■ Complete the following
(a) Answer these questions using the oxygen delignification text. Label each answer (i), (ii) or (iii) to match its question.
(i) What can extended delignification with oxygen in one or several stages result in?
(ii) Compared with extended cooking, what can extended oxygen delignification maintain at a higher level?
(iii) What kappa number result does the present invention aim to obtain, and without what?
(b) Decide whether each statement agrees with the oxygen delignification text. For each one, answer yes or no and quote the words of the text that decide it.
(i) Much development effort has gone into the process since oxygen delignification at medium consistency was introduced.
(ii) In a multi-stage method, the chemicals can be split among the stages.
(iii) Interest in extended delignification has declined with the development of chlorine free bleaching.
(c) Repeat the part of the oxygen delignification text starting with "In a multi-stage" and going on through "for each stage.".

--- Document text ---

Since the introduction of oxygen delignification at medium consistency, not much development effort has been invested in this process. With the development of chlorine free bleaching and closure of bleach plants, the interest in extended delignification, i.e. further reduction of the kappa number with oxygen, has increased. Extended delignification with oxygen in one or several stages, however, can result in deterioration in pulp quality. Application of proper conditions, however, can bring about several advantages.
With extended oxygen delignification the pulp yield can also be maintained at a higher level than with extended cooking, i.e. cooking to lower kappa number.
In a multi-stage method, the chemicals can be distributed between the stages so as to create optimum conditions in each stage. Other conditions can also be optimized for each stage.
The object of the present invention is to provide a method of controlling oxygen delignification in a manner such that a lower kappa number is obtained without deterioration of the pulp properties.

--- Provided records ---

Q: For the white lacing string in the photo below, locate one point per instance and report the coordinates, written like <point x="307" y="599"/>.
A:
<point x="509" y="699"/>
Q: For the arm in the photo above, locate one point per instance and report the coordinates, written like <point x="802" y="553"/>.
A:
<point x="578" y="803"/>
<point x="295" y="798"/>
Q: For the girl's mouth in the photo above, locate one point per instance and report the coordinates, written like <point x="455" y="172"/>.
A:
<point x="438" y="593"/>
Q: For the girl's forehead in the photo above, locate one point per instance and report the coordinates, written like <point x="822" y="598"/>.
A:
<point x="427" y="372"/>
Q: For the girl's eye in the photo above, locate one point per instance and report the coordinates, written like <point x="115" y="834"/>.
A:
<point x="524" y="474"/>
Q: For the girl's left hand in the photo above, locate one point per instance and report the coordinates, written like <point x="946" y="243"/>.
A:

---

■ List of solutions
(a)
(i) Deterioration in pulp quality.
(ii) The pulp yield.
(iii) A lower kappa number, without deterioration of the pulp properties.

(b)
(i) No: "not much development effort has been invested in this process."
(ii) Yes: "the chemicals can be distributed between the stages so as to create optimum conditions in each stage."
(iii) No: "the interest in extended delignification, i.e. further reduction of the kappa number with oxygen, has increased."

(c)
In a multi-stage method, the chemicals can be distributed between the stages so as to create optimum conditions in each stage. Other conditions can also be optimized for each stage.